TASK OBJECTIVE |
With the line containing "For each instance of the wooden mooring" as the first line and the last line of the records as the final one, reproduce that range exactly.

SUPPLIED MATERIAL |
--------------------------------------------------
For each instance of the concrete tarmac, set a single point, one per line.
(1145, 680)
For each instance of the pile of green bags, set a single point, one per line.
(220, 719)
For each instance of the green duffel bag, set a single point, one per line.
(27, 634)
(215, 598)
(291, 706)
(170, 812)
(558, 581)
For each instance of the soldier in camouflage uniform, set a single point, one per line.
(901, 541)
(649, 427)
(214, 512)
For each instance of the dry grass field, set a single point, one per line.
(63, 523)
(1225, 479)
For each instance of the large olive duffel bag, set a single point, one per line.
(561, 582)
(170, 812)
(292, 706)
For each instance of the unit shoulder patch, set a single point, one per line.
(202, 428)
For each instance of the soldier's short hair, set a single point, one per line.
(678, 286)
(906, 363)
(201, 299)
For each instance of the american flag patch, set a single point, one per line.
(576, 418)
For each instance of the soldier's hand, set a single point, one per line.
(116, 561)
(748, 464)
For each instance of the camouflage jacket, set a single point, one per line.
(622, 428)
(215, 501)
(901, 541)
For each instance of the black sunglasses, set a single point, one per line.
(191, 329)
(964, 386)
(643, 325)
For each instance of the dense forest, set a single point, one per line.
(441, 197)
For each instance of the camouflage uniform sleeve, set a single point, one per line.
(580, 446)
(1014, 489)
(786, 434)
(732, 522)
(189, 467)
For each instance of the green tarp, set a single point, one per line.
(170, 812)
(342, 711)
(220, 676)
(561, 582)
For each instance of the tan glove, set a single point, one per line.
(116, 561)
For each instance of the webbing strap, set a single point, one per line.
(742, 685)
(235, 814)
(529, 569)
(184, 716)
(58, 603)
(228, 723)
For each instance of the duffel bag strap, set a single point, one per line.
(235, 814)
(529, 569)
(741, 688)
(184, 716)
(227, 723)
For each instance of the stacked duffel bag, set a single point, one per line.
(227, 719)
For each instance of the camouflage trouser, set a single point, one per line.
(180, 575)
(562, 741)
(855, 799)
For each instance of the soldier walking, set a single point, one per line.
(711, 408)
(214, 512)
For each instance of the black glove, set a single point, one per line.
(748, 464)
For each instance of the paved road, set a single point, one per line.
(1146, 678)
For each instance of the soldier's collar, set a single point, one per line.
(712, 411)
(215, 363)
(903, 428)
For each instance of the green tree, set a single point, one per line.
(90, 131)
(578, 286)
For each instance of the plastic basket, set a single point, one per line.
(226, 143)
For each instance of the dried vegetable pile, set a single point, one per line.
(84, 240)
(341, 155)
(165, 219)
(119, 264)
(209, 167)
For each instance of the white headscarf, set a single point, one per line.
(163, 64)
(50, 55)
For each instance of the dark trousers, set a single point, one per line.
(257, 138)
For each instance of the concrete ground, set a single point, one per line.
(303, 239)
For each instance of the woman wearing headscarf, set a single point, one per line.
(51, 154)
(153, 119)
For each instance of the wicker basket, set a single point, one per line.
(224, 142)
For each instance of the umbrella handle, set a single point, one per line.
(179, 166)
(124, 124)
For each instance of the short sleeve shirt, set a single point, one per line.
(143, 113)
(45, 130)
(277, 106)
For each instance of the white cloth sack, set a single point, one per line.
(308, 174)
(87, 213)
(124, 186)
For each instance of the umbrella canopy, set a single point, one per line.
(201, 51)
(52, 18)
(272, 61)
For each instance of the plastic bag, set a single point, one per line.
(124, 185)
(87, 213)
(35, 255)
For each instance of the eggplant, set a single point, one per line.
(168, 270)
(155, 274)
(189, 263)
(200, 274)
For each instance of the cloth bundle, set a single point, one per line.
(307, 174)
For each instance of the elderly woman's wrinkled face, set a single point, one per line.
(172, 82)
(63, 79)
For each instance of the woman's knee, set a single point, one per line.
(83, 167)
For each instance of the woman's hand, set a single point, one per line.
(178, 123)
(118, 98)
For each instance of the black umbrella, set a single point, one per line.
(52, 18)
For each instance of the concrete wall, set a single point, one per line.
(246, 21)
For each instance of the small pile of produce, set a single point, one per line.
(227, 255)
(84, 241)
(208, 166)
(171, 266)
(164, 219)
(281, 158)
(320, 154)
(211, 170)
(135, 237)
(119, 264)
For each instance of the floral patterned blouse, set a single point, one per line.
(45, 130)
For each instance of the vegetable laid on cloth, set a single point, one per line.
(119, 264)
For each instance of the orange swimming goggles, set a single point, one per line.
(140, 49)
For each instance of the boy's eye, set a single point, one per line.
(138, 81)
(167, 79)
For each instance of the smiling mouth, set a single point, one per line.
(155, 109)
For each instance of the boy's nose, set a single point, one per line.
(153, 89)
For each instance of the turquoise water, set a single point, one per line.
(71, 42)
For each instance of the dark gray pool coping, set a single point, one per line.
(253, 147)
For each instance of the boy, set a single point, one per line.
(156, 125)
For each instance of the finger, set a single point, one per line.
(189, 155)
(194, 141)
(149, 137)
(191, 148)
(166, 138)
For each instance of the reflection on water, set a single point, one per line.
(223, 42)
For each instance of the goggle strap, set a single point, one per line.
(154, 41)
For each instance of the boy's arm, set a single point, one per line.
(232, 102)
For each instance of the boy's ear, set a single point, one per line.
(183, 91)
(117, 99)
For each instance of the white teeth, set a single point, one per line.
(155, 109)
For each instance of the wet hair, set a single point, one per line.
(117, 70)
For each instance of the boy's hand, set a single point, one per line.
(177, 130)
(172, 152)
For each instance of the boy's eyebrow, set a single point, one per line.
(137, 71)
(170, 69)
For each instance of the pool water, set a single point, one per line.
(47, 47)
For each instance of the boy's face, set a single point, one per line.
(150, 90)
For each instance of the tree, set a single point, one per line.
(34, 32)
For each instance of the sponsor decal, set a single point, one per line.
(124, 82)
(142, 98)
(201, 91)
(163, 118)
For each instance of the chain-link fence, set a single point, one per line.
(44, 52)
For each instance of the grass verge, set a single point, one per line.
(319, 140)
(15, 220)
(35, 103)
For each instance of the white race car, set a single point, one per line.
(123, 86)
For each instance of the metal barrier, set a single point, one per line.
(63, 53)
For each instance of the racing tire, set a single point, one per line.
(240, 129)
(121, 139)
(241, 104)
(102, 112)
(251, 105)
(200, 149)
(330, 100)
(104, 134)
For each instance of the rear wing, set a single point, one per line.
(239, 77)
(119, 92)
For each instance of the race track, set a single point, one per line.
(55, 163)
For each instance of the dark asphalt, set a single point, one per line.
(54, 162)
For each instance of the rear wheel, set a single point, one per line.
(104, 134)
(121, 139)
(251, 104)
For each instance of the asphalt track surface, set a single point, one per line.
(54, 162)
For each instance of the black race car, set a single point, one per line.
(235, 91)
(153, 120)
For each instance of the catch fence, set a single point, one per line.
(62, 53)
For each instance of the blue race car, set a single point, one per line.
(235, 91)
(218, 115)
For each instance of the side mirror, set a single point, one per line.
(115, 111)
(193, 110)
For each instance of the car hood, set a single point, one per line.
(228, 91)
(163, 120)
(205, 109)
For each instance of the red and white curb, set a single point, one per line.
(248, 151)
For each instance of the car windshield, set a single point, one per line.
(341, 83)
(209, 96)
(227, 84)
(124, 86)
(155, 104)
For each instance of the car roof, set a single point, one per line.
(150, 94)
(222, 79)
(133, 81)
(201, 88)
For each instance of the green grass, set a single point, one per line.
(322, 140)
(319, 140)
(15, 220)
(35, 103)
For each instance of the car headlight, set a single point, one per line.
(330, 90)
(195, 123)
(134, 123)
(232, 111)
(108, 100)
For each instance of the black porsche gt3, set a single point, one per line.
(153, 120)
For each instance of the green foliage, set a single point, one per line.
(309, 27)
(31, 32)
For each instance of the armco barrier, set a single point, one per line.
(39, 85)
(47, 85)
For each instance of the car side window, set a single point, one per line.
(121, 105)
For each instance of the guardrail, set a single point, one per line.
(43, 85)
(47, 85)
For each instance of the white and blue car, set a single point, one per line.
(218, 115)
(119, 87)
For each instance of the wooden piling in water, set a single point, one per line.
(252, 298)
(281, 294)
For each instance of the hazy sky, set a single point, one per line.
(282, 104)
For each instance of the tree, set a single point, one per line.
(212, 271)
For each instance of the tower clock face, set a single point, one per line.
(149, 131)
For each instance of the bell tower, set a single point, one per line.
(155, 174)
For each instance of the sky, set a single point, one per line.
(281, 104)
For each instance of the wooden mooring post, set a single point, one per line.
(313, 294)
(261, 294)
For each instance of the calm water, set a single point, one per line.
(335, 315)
--------------------------------------------------
RESULT |
For each instance of the wooden mooring post, set a single point, one per line.
(313, 294)
(261, 294)
For each instance of the calm water, set a single point, one per line.
(335, 315)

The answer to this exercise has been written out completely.